#### TRECHO DO TEXTO
--
No Brasil, os números são alarmantes. Em 2018, uma em cada quatro mulheres passou por violência. Pesquisa feita pelo Instituto Datafolha estabelece que, em 2018, 27,4% das brasileiras acima de 16 anos passaram por violência, seja no ônibus, no trem, na rua, no trabalho.
Delegada Catherine Saraiva (Aroldo Pinheiro)
Catherine Saraiva, titular da Delegacia Especializada de Atendimento à Mulher, estabelecida na Casa da Mulher Brasileira, na rua Uraricoera, no bairro São Vicente, mostra que, apesar da rigidez da Lei Maria da Penha, os índices continuam crescentes. De janeiro a agosto de 2019, foram solicitadas 724 medidas protetivas e que, no mesmo período, 1452 registros de crimes de ameaça contra mulheres foram feitos.
A delegada ressalta que ameaças são mais perigosas do que se imagina, pois, se atitudes não forem tomadas, as chances de elas serem cumpridas são grandes. Por outro lado, Catherine faz questão de frisar que “com a modernização do sistema, consegue-se, em curto espaço de tempo, um despacho judicial determinando medidas”.
Psicóloga Tatiana Gonçalves (Reprodução Facebook)
Omissão pode levar a tragédias
Hoje, diferentemente de passado bem recente, as delegacias especializadas de atendimento à mulher contam com profissionais preparados para lidar com o problema.
--
#### LISTA DE ATIVIDADES
• A. Como fica, em forma de lista, o parágrafo do trecho do texto que começa com "Catherine Saraiva, titular da Delegacia", mantendo seus fatos principais?
• B. As afirmações a seguir concordam com o trecho do texto? Responda sim ou não para cada uma e cite as palavras do trecho que decidem a resposta.
(i) A pesquisa do Instituto Datafolha tratou de brasileiras acima de 16 anos.
(ii) Segundo a delegada, conseguir um despacho judicial determinando medidas ainda leva muito tempo.
(iii) Hoje as delegacias especializadas de atendimento à mulher contam com profissionais preparados.

#### DADOS REGISTRADOS
--
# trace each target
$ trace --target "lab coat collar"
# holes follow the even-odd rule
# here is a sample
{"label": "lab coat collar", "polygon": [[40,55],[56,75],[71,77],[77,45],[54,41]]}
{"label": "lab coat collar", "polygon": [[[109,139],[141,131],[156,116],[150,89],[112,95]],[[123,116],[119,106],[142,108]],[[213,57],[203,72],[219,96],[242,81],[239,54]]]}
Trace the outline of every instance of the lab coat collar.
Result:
--
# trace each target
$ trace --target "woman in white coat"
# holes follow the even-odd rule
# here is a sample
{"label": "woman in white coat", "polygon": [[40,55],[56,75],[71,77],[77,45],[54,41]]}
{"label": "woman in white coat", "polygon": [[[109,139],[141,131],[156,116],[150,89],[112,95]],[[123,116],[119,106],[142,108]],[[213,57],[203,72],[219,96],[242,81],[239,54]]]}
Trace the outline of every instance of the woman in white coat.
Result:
--
#### RESPOSTAS POR TAREFA
• A.
- Catherine Saraiva é titular da Delegacia Especializada de Atendimento à Mulher, na Casa da Mulher Brasileira (rua Uraricoera, bairro São Vicente).
- Apesar da rigidez da Lei Maria da Penha, os índices continuam crescentes.
- De janeiro a agosto de 2019, foram solicitadas 724 medidas protetivas.
- No mesmo período, foram feitos 1452 registros de crimes de ameaça contra mulheres.

• B.
(i) Sim: "27,4% das brasileiras acima de 16 anos passaram por violência".
(ii) Não: "com a modernização do sistema, consegue-se, em curto espaço de tempo, um despacho judicial determinando medidas".
(iii) Sim: "as delegacias especializadas de atendimento à mulher contam com profissionais preparados para lidar com o problema".